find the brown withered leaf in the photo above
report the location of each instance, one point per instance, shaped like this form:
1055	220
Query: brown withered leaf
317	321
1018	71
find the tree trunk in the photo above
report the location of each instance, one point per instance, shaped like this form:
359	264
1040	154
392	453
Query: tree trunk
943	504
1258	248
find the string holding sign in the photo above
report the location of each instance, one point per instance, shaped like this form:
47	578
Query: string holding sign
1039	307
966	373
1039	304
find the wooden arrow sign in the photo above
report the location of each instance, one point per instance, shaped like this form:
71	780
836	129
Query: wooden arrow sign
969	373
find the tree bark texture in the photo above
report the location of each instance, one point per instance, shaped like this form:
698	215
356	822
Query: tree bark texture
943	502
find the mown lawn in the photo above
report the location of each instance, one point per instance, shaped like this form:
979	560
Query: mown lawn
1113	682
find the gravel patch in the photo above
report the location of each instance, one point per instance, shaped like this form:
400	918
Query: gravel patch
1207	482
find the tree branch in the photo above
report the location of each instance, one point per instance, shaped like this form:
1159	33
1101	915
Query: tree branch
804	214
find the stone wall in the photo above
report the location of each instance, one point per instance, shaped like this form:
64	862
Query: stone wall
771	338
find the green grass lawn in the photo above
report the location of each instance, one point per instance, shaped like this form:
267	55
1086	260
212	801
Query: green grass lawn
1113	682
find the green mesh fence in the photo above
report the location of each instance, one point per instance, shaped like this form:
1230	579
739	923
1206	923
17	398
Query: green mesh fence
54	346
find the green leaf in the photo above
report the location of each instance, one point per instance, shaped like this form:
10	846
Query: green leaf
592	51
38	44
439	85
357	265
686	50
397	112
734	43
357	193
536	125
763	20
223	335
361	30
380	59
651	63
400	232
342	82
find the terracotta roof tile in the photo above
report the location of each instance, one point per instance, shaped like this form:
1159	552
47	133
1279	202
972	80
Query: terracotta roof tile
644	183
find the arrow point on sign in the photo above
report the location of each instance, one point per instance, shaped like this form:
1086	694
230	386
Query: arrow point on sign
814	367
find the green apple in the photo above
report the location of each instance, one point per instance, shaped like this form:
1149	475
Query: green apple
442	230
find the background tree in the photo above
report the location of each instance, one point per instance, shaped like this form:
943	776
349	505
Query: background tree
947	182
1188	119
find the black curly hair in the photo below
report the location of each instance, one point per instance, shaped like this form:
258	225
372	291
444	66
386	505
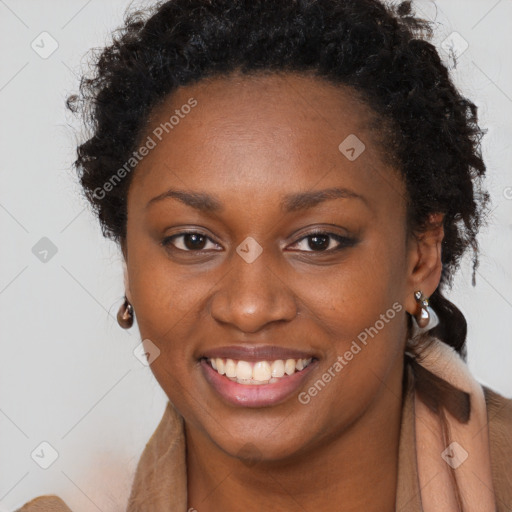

------------------------------------------------

> **EXERCISE INSTRUCTIONS**
Restate word for word the lines in the material above from the one with "find the tree trunk in the photo above" to the one with "find the green leaf in the photo above"; both of those lines count, and nothing else does.

> **EXERCISE OUTPUT**
find the tree trunk in the photo above
report the location of each instance, one point per instance, shaped like this form:
359	264
1040	154
392	453
Query: tree trunk
943	504
1258	248
find the string holding sign in the photo above
report the location of each instance, one point per instance, shaped like this form:
47	578
Query: string holding sign
1039	307
966	373
1039	304
find the wooden arrow sign in the photo above
report the location of each instance, one point per instance, shaped like this form:
71	780
836	129
Query: wooden arrow sign
969	373
find the tree bark texture in the photo above
report the location of each instance, one point per instance, shaped like this form:
698	215
356	822
Query: tree bark texture
943	502
find the mown lawn in the photo above
report the location of each instance, one point per instance, shaped like this form:
979	560
Query: mown lawn
1113	682
find the gravel patch in the photo above
report the location of each instance, one point per instance, shaped like this form:
400	918
Query: gravel patch
1207	482
find the tree branch in the photo above
report the location of each instance, one point per instance, shaped like this form:
1159	33
1101	915
Query: tree branch
804	214
find the stone wall in the photo above
report the location of each instance, one point per instance, shaped like this form:
64	862
Query: stone wall
771	338
find the green grass lawn in the photo above
report the location of each instance, one point per instance, shaped like this form:
267	55
1086	260
212	801
Query: green grass lawn
1113	682
find the green mesh fence in the photo above
report the location of each instance, one point per instance, shaped like this form:
1230	579
739	923
1206	923
17	398
Query: green mesh fence
54	346
find the green leaf in the photo above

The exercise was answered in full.